| Задача A |
Отредактируйте листинг от его начала до строки с «[61,313,187,349]» включительно, заменив «white pickup truck» на «silver pickup truck» и ничего больше не меняя.

Озлобленные конвоиры тут же отменили и купание, и «пикник», выстроили нас в колонну по четыре в ряд и начали пересчитывать. От волнения и безграмотности у них ничего не получалось — то людей не хватало, то оказывались лишние.
Кончилось тем, что притащили формуляры и начали выкликать по фамилиям. Всё было кончено. Приятный и сулящий сытный обед «пикник» превратился в нудную голодную и нелепую стоянку на солнцепеке. Печально шипели догоравшие костры, в которые сплывала никем уже не присматриваемая каша. Только аромат подгоревшего пшена щекотал ноздри и пустые желудки. Сколько пшена было загублено зря!..
Это была первая и последняя попытка накормить этап горячей пищей, и закончилась она так плачевно.
Больше ни разу до самого Соликамска, куда мы приплыли через месяц с небольшим, нам не пришлось попробовать горячей пищи. Соевые консервы тоже кончились, и вместо них выдавали тощенькую, а главное, дико солёную тюльку, которую мы бережно раскладывали на пять кучек, считая и сравнивая каждую рыбку. Дней через пятнадцать из буханок хлеба, когда их разламывали, за неимением ножа — стал подниматься серебристо-зелёный столб сухой плесени, похожий на персидский порошок, которым когда-то посыпали диваны от клопов… И все же мы, почти все, доплыли до Соликамска…
Первые пять суток были самыми тяжелыми. В Рыбинске нас пересадили в другие баржи — крытые, но где было значительно просторнее, и были даже какие-то нары, вроде барачных «вагонок». Их захватили «УБЭ», которые беспардонно стаскивали успевших устроиться там «фашистов». — теперь уж иначе нас, — 58-ю, и не величали. Но и на полу, под нарами, и в проходах находилось достаточно места, чтобы лежать, и это было счастьем! Блаженно было вытянуться во всю длину, вытянуть уже начавшие опухать и нестерпимо нывшие ноги. Сон заменял пищу, и мы спали чуть ли не все 24 часа в сутки.
Следующая пересадка была уже на Волге, в Горьком.
Хотелось бы не вспоминать о ней… Но всё стоит перед глазами, как сейчас: с баржи нас перегружали на пароход, который причалил почти вплотную к барже, и с ее борта на борт парохода перекинули довольно широкие мостки. И весь народ с баржи устремился к этим мосткам, чтобы первыми занять лучшие места на пароходе. Это были не только «убие», это была и 58-я — всё смешалось в страшную и безликую неуправляемую толпу.

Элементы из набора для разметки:
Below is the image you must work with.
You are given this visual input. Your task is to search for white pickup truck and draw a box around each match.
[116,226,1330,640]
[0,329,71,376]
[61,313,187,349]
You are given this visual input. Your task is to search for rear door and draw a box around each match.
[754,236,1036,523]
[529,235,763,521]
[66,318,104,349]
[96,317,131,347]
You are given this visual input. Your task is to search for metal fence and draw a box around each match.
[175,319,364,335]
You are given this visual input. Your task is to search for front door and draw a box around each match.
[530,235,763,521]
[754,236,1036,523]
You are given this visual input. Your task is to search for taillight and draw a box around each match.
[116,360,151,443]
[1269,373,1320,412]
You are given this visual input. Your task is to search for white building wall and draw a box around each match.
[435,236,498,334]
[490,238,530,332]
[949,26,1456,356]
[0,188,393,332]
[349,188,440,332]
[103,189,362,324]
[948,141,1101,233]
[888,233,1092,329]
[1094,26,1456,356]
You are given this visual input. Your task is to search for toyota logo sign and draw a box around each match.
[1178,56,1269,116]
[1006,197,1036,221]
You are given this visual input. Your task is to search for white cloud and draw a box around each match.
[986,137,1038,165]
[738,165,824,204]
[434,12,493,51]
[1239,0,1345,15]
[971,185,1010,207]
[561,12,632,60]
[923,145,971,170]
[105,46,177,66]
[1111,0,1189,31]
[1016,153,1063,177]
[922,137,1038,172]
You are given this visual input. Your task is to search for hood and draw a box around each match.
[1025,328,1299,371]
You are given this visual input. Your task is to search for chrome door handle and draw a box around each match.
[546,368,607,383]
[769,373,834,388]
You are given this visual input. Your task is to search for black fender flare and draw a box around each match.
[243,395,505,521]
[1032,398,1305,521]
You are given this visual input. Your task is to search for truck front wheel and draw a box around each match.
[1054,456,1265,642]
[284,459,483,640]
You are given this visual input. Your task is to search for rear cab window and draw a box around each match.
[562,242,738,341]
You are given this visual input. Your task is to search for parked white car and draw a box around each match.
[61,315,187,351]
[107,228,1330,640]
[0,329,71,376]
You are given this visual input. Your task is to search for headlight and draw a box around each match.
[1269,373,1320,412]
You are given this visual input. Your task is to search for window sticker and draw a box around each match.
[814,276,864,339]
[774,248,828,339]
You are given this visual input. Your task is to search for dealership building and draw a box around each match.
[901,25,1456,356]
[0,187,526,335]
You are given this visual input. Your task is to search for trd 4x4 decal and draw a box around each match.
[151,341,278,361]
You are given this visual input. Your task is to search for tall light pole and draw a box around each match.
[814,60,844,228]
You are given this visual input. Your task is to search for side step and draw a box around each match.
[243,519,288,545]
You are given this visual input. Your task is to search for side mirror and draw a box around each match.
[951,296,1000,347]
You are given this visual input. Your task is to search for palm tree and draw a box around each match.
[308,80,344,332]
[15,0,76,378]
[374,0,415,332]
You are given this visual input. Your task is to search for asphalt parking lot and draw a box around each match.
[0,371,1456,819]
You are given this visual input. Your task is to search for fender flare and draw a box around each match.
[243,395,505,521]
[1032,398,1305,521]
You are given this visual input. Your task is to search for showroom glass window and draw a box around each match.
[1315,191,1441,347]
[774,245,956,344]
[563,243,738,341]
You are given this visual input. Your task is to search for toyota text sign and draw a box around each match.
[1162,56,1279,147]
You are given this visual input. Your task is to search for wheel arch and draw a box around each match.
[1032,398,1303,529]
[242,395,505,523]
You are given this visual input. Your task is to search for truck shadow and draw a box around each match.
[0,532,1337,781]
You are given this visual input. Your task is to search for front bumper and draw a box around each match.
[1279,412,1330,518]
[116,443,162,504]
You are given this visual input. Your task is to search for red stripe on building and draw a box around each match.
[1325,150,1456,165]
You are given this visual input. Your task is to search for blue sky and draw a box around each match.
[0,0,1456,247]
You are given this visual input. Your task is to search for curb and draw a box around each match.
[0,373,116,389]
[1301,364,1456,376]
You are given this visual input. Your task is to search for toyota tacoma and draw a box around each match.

| Задача B |
Воспроизведите дословно фрагмент отрывка между «Кончилось тем, что» и «она так плачевно.» включительно.

| Решение A |
Below is the image you must work with.
You are given this visual input. Your task is to search for silver pickup truck and draw a box around each match.
[116,226,1330,640]
[0,329,71,376]
[61,313,187,349]

| Решение B |
Кончилось тем, что притащили формуляры и начали выкликать по фамилиям. Всё было кончено. Приятный и сулящий сытный обед «пикник» превратился в нудную голодную и нелепую стоянку на солнцепеке. Печально шипели догоравшие костры, в которые сплывала никем уже не присматриваемая каша. Только аромат подгоревшего пшена щекотал ноздри и пустые желудки. Сколько пшена было загублено зря!..
Это была первая и последняя попытка накормить этап горячей пищей, и закончилась она так плачевно.